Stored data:
= = = = =

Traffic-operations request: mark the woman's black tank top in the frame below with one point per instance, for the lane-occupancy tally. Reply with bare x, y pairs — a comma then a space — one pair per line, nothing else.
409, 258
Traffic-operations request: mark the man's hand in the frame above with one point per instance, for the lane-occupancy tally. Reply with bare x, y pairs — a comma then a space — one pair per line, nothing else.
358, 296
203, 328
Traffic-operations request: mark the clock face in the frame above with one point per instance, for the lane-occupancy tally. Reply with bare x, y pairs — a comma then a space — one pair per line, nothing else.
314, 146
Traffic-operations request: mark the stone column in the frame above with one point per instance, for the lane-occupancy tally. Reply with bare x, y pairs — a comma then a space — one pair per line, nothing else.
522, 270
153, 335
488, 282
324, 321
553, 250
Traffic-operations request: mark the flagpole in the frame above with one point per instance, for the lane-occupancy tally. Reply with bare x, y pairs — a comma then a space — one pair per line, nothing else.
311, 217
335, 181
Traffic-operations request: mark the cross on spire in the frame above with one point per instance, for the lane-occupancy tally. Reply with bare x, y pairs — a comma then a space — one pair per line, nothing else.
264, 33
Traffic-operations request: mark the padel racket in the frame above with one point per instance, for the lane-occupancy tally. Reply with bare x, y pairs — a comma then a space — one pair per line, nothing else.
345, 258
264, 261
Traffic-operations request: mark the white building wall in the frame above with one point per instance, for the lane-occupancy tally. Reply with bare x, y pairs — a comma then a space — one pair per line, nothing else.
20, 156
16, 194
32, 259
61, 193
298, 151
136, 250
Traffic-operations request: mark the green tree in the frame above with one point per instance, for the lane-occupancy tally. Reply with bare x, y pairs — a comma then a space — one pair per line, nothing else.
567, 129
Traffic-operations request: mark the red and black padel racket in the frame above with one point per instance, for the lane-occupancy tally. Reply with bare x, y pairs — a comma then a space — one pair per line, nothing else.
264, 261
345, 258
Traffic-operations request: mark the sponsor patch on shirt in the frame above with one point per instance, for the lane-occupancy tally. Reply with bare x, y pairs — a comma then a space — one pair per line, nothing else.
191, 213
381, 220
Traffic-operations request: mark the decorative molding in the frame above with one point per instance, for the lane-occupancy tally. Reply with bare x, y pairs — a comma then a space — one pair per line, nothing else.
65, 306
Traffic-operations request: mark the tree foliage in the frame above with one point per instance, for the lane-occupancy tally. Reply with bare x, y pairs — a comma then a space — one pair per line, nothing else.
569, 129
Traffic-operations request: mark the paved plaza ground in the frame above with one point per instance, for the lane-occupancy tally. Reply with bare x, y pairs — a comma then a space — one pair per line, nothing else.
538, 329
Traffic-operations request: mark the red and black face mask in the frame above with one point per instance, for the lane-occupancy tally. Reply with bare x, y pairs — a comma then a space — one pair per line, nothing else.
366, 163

= = = = =

Given instruction: Return exactly, and only, the line containing "Traffic-operations request: mark the tree" and every line after it through the end of the material.

Full response:
Traffic-operations request: mark the tree foliage in the frame above with one point per instance, for the lane-occupancy tally. Reply with bare x, y pairs — a comma then a space — one pair per line, nothing else.
569, 129
Traffic-operations request: mark the paved plaza ground in the frame above with one point per instance, for the lane-occupancy tally. Reply with bare x, y pairs — a comma then a space — one pair per line, nothing else.
538, 329
Traffic-operations request: mark the red and black face mask in the frame above with one point per instance, for the lane-occupancy tally. Reply with bare x, y pairs — a comma then a space — one pair per line, nothing else.
366, 163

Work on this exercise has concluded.